Il a fait partie de l'église Saint-simonienne.

La plus grande partie de son œuvre est restée manuscrite. Il s'agit de trente ans d'écritures journalières comprenant de très nombreux poèmes et textes en proses. Ils n'ont pas été conservés et sont perdus.

Les écrits publiés et la vie de Ponty sont oubliés par le grand public.

Biographie

Louis-Marie Ponty[1]

Eugène Baillet écrit[2] :

Louis-Marie Ponty
Chiffonnier, forgeron, etc.
Le nom de Ponty n'est pas souvent arrivé aux oreilles du public ; ce n'était pas moins un vrai poète du peuple et un chansonnier de la bonne école; c'est à ce double titre que nous lui devons une place dans notre galerie. Le nom de ce prolétaire mérite de ne pas descendre avec lui dans la fosse commune... Qui s'occupera des nôtres si nous les oublions nous-mêmes?
Combien de rimailleurs sans conscience et sans but sont arrivés par adresse ou circonstance à produire leurs œuvres dans tous les recueils à Paris et en province avec leur portrait et leur peu intéressante biographie, et dont le bagage littéraire est bien au-dessous de celui de Ponty. Souvenons-nous des humbles et ne passons pas devant leur tombe sans y déposer la fleur du souvenir.
Louis-Marie Ponty était né en 1803 à Paris, le 26 janvier. Ses parents étaient des artisans aussi honnêtes que pauvres ; il était tout jeune encore quand son père mourut ; sa mère n'avait pas de métier, elle fut tour à tour marchande des quatre saisons, blanchisseuse, femme de ménage. Ponty avait une sœur aînée, cela faisait trois personnes à vivre sur le gain de la pauvre mère, heureusement que son courage était assez grand pour dominer sa malheureuse situation, aussi Ponty, à soixante-dix ans, parlait-il encore de sa mère avec des larmes dans la voix.
Dès que l'enfant eut l'âge de tenir un outil, c'est-à-dire neuf ou dix ans, on l'envoya dans les ateliers... Où a-t-il appris à lire ?... Il n'en sait rien. Il ne se souvenait, en fait d'instruction, que de quelques leçons d'écriture que lui donna un bon voisin, ancien Conventionnel du nom de Bréard, devenu herboriste, qui l'avait pris en amitié[3].

Données affichées

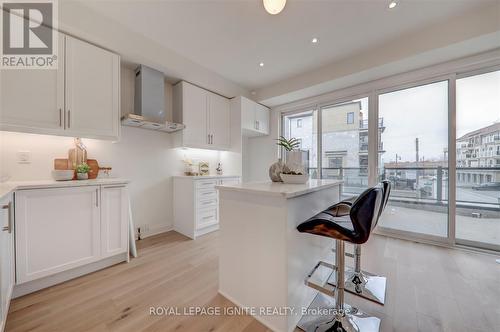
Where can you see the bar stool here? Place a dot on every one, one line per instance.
(355, 228)
(357, 281)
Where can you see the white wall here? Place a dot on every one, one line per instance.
(145, 157)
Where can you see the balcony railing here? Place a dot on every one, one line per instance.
(426, 185)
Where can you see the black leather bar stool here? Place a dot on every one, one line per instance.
(354, 228)
(365, 284)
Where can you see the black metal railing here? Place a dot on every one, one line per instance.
(425, 185)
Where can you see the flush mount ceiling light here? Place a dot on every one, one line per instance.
(274, 7)
(393, 4)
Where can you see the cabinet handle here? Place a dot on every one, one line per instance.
(8, 228)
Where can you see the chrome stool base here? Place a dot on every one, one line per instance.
(365, 284)
(322, 316)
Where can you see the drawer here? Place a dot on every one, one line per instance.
(204, 194)
(207, 218)
(229, 181)
(206, 184)
(207, 203)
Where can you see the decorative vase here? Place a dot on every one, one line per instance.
(275, 170)
(82, 176)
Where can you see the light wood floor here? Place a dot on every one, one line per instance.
(429, 289)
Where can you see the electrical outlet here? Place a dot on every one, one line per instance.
(24, 157)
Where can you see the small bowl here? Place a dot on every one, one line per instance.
(294, 179)
(63, 174)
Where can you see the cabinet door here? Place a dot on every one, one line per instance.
(194, 115)
(92, 91)
(114, 220)
(219, 121)
(33, 100)
(248, 114)
(262, 119)
(6, 257)
(56, 230)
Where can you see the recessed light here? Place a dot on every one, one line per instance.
(393, 4)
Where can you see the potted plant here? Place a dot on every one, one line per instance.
(82, 171)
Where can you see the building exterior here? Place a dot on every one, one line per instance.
(344, 140)
(477, 151)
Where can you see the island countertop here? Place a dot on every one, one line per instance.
(281, 189)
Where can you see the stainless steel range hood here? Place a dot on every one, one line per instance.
(149, 102)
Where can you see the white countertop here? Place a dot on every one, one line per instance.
(8, 187)
(281, 189)
(196, 177)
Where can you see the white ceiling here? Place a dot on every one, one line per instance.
(232, 37)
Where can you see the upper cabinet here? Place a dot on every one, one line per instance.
(254, 117)
(206, 115)
(81, 98)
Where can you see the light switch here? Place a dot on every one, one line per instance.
(24, 157)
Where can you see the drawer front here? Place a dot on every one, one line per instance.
(207, 218)
(207, 203)
(206, 184)
(205, 194)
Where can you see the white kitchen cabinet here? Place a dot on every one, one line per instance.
(219, 121)
(80, 98)
(254, 117)
(196, 204)
(92, 91)
(33, 100)
(7, 267)
(56, 229)
(206, 115)
(114, 220)
(262, 119)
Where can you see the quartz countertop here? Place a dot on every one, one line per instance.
(8, 187)
(196, 177)
(280, 189)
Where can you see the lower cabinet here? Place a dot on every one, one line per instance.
(196, 204)
(58, 229)
(7, 274)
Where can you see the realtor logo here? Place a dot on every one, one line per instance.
(29, 35)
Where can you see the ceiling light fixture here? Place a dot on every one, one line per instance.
(393, 4)
(274, 7)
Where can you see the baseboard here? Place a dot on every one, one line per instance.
(156, 230)
(259, 319)
(35, 285)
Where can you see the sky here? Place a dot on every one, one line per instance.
(423, 112)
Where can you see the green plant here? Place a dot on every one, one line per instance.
(83, 168)
(288, 144)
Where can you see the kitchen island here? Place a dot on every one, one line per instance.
(264, 260)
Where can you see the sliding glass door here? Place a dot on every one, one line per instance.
(344, 144)
(415, 159)
(303, 126)
(478, 160)
(446, 184)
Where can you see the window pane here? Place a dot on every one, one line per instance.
(303, 127)
(478, 159)
(344, 142)
(416, 158)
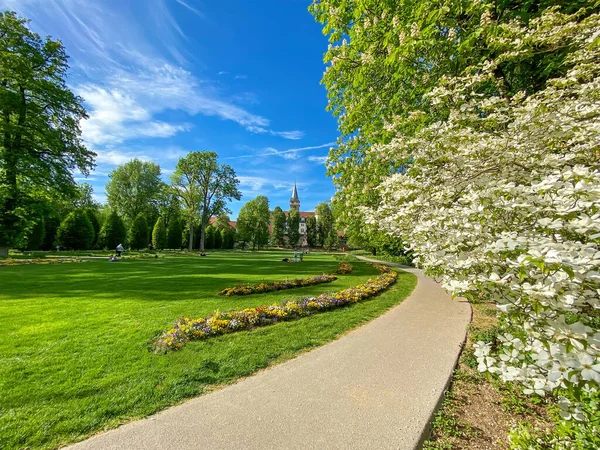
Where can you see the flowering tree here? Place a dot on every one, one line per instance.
(501, 200)
(385, 57)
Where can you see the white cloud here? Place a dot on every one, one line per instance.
(286, 154)
(318, 159)
(116, 157)
(294, 135)
(133, 82)
(191, 8)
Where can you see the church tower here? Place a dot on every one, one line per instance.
(295, 201)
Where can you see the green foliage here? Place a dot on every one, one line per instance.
(40, 127)
(218, 239)
(113, 232)
(159, 234)
(204, 188)
(565, 434)
(253, 222)
(135, 188)
(38, 233)
(326, 234)
(312, 232)
(209, 237)
(278, 227)
(174, 238)
(51, 224)
(93, 216)
(293, 227)
(138, 233)
(76, 231)
(386, 56)
(228, 238)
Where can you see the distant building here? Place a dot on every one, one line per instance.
(295, 204)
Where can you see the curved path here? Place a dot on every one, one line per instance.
(374, 388)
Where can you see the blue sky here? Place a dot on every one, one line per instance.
(163, 77)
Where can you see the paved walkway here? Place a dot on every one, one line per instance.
(374, 388)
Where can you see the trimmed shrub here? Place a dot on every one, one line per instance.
(218, 239)
(36, 238)
(138, 233)
(113, 232)
(76, 231)
(174, 234)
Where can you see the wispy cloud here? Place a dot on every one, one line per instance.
(292, 153)
(191, 8)
(254, 185)
(294, 135)
(117, 157)
(134, 83)
(318, 159)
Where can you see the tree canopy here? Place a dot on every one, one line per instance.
(204, 188)
(41, 143)
(474, 127)
(253, 222)
(383, 60)
(293, 227)
(135, 188)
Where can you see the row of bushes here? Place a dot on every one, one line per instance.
(261, 288)
(186, 329)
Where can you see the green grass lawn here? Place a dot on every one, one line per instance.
(74, 338)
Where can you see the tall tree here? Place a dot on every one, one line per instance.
(135, 188)
(37, 235)
(253, 222)
(139, 233)
(327, 234)
(278, 227)
(40, 144)
(84, 198)
(159, 234)
(384, 60)
(204, 187)
(76, 231)
(93, 217)
(174, 234)
(113, 232)
(312, 235)
(293, 227)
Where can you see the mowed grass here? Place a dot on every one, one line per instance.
(74, 338)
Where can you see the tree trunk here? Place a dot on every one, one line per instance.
(202, 226)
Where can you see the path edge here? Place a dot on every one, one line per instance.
(426, 433)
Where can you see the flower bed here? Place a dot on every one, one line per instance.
(186, 329)
(21, 262)
(343, 269)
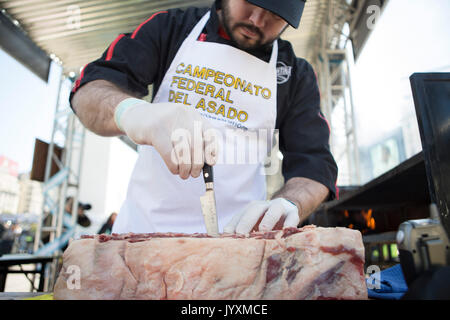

Détails de la consigne
Rédigez la suite de l'extrait biographique sur Louis-Marie Ponty, en reprenant après sa dernière phrase. Ces données proviennent d'une autre source que l'extrait.

Réponse à l'exercice
« Je me souviens de ce brave homme avec grand respect, disait Ponty qui aimait à rappeler ce souvenir; il chantait toujours en arrosant de nombreux pots de fleurs qui ornaient la devanture de sa boutique ; on le vénérait dans le quartier, cependant les commères se le montraient en disant : C'est un Jacobin ! Jamais il ne donnait son avis sur les événements du jour. Il fermait religieusement sa boutique le dimanche, mais il n'allait pas à la messe ; sa figure était belle et son ensemble imposant. »
Les seules paroles de cet ex-président de la Convention, restées dans la mémoire de Ponty, sont celles-ci : « Apprends bien, mon enfant; si les hommes étaient plus instruits, ils ne seraient peut-être pas si méchants. » Ce vieux Conventionnel ouvrant ainsi son cœur à un pauvre enfant à qui il apprend à écrire dans une arrière-boutique d'herboriste, voilà un joli tableau de genre à faire.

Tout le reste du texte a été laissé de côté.